[Instructions for the task]
An unchanged copy of all the lines below is expected, and it should contain no pictures.
BEGIN Data for processing
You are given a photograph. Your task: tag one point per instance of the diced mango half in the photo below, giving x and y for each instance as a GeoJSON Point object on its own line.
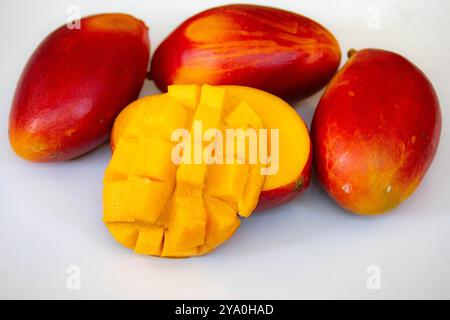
{"type": "Point", "coordinates": [158, 207]}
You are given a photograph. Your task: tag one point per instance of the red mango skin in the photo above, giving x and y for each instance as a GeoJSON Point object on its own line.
{"type": "Point", "coordinates": [273, 198]}
{"type": "Point", "coordinates": [274, 50]}
{"type": "Point", "coordinates": [75, 84]}
{"type": "Point", "coordinates": [375, 131]}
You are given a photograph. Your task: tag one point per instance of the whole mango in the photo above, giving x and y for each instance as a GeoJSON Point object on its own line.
{"type": "Point", "coordinates": [75, 84]}
{"type": "Point", "coordinates": [375, 131]}
{"type": "Point", "coordinates": [274, 50]}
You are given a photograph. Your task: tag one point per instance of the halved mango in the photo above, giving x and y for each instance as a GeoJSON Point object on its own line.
{"type": "Point", "coordinates": [158, 207]}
END Data for processing
[Solution for this task]
You are given a photograph. Your task: tag one point per instance of the diced mango half in the photo below, giving x and y for each instance as a GeoJSON Point object on its own line.
{"type": "Point", "coordinates": [158, 207]}
You are given a photograph. Your task: tag one point per instance of the red mango skin in the photo above, giving x and y for each instance as a GeoJSON Point object on its own line.
{"type": "Point", "coordinates": [273, 198]}
{"type": "Point", "coordinates": [274, 50]}
{"type": "Point", "coordinates": [75, 84]}
{"type": "Point", "coordinates": [375, 131]}
You are given a photograph. Your task: tag one point per instance of the whole mango in the photo above, giving x and y for each instance as a GeoJSON Point object on its own line.
{"type": "Point", "coordinates": [75, 84]}
{"type": "Point", "coordinates": [375, 131]}
{"type": "Point", "coordinates": [274, 50]}
You are given a photograph. Your task: tag one point per instance of the halved mango in the photo above, giving x and y for each instance as a GeoJSON Point object on its own line.
{"type": "Point", "coordinates": [158, 207]}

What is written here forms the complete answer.